Begin

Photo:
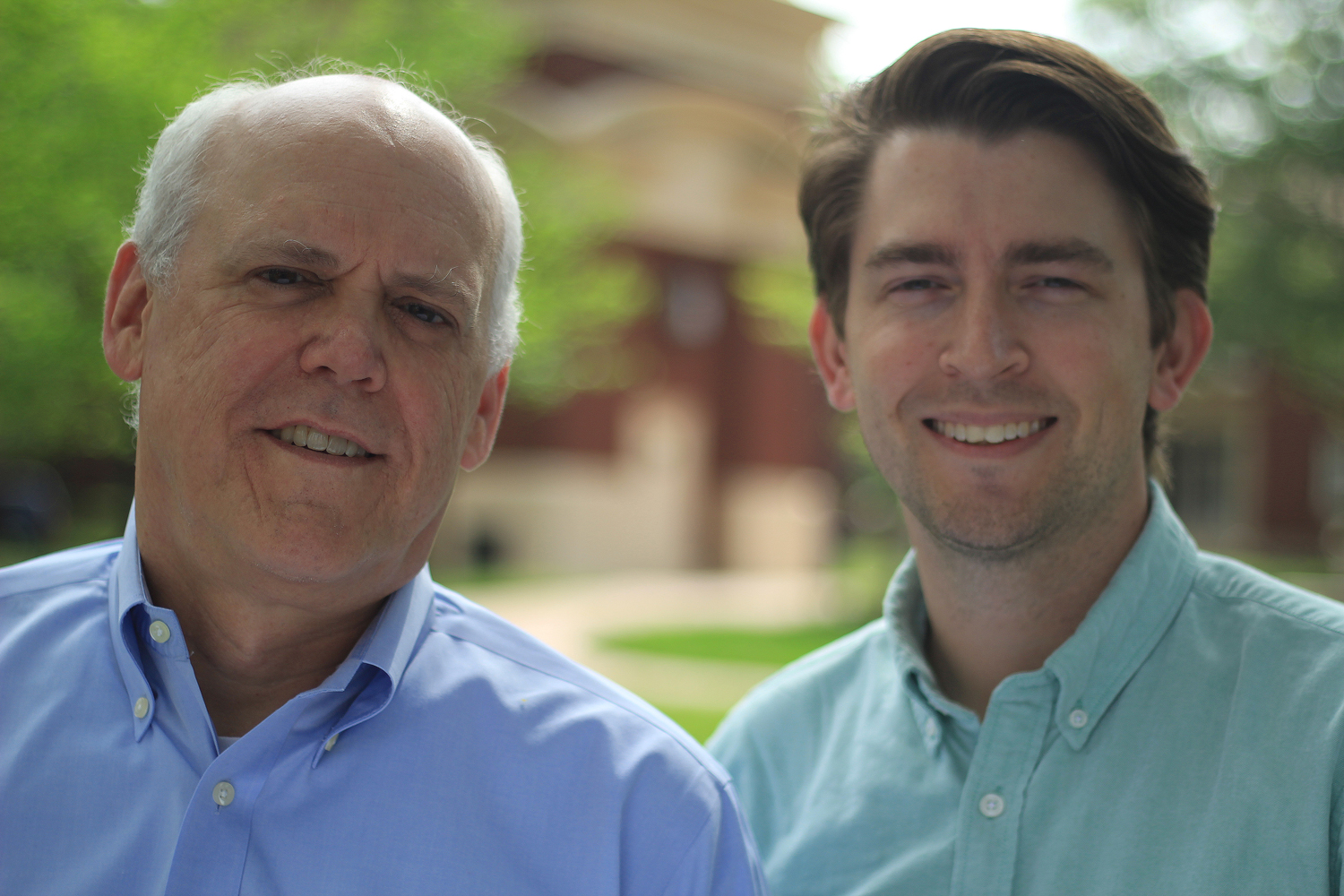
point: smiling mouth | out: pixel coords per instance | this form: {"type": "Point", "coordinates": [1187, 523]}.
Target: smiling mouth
{"type": "Point", "coordinates": [989, 435]}
{"type": "Point", "coordinates": [319, 441]}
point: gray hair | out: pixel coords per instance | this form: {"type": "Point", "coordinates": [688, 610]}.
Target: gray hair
{"type": "Point", "coordinates": [171, 191]}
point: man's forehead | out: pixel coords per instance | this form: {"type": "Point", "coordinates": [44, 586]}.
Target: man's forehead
{"type": "Point", "coordinates": [352, 105]}
{"type": "Point", "coordinates": [323, 134]}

End

**WHAT THE TASK ASKS**
Copy out every row above word for word, but leave out the pictures.

**SOLUTION TO THIS EXERCISE**
Photo:
point: smiling mouth | out: pixel coords per instance | this form: {"type": "Point", "coordinates": [1187, 523]}.
Target: smiling mouth
{"type": "Point", "coordinates": [989, 435]}
{"type": "Point", "coordinates": [319, 441]}
point: gray hair | out: pixel coords per instance | this form: {"type": "Point", "coordinates": [688, 610]}.
Target: gray hair
{"type": "Point", "coordinates": [171, 191]}
point: man's forehead | out: pixel coords per instance | this form: {"type": "Point", "coordinates": [44, 586]}.
Target: man's forehead
{"type": "Point", "coordinates": [352, 105]}
{"type": "Point", "coordinates": [323, 134]}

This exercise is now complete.